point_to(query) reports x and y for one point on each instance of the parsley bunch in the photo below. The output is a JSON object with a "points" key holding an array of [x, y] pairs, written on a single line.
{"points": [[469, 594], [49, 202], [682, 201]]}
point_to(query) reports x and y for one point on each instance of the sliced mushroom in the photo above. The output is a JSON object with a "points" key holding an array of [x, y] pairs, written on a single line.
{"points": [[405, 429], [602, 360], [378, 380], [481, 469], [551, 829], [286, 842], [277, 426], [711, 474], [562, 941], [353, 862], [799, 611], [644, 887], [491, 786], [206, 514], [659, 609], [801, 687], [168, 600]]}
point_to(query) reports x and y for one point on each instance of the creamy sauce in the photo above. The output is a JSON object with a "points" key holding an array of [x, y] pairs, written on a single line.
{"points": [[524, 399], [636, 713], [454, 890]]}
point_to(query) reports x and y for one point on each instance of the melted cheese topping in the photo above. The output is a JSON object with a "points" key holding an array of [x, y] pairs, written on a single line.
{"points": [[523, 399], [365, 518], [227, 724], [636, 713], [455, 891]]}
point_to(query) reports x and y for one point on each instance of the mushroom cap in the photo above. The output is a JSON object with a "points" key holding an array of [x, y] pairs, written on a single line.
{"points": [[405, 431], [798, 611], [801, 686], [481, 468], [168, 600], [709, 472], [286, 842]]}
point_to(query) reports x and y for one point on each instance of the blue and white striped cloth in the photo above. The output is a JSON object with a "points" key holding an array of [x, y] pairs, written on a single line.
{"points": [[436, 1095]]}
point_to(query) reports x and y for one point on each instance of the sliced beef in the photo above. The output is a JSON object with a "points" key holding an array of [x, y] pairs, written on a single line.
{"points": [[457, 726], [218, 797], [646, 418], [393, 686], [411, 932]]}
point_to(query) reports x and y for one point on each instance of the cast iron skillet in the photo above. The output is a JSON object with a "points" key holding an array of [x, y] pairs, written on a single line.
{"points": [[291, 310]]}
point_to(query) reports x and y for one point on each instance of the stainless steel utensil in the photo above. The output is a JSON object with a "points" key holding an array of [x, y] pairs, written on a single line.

========================

[Brief] Give back the whole listing, word for word.

[Exercise response]
point_to(query) reports x and y for one point on each instance of the parsley bunch in the photo below. The output is a JSON object with a "points" key holding an array of [x, y] pairs, written on a single line.
{"points": [[469, 594], [49, 202], [682, 201]]}
point_to(query) reports x and y for one point on each instance of the sliced mushroom in the photo above. The output is a JSON object with a "points" key holding an array of [x, y] pairs, written on a single line.
{"points": [[405, 429], [602, 360], [378, 380], [481, 469], [551, 829], [286, 842], [277, 426], [711, 474], [562, 941], [353, 862], [799, 611], [644, 887], [491, 786], [206, 514], [659, 609], [801, 687], [168, 600]]}
point_to(query) reports x and y for one point on each instance of the creamy sauce in the photo above. The output is a JSON object with a "points" key holding an array of [x, y] pairs, written on a single line.
{"points": [[524, 399], [636, 713], [454, 890]]}
point_to(query) reports x and y for one point on each instance of the melted cheese topping in the photo above. The output is a JSON object with a "points" key holding an array of [x, y] pairs, written on a single line.
{"points": [[523, 399], [365, 518], [227, 724], [636, 713], [455, 891]]}
point_to(query) reports x and y for one point on each instance of the mushroom cap in the photo above. The output is a JSON object with a "points" key holding an array of [x, y] pairs, written on a single line.
{"points": [[405, 431], [798, 611], [801, 686], [481, 468], [168, 600], [709, 472], [286, 842]]}
point_to(query) reports x and y for one point on each instance of the blue and white striped cloth in the photo above. The output is a JSON object with a "points" key holding an array of [x, y] pairs, written on a single line.
{"points": [[436, 1095]]}
point_to(query) reports x and y for one point on each instance of the sliced beef in the photo above. The output is a JSON object with a "points" key holding an array of [x, y] pairs, written on a single line.
{"points": [[457, 726], [218, 797], [646, 418], [393, 686], [411, 932]]}
point_to(query) reports x and y for one point on each instance of the cast iron skillet in the photo above. The output is a JSON object with a "points" key holding an array of [x, y] pairs, written on a single line.
{"points": [[291, 310]]}
point_to(query) reports x and y for one point on each instance of the stainless steel utensil in the photo above. The output is a JSON object with a "points" key holding an array of [x, y] pairs, written on a single line.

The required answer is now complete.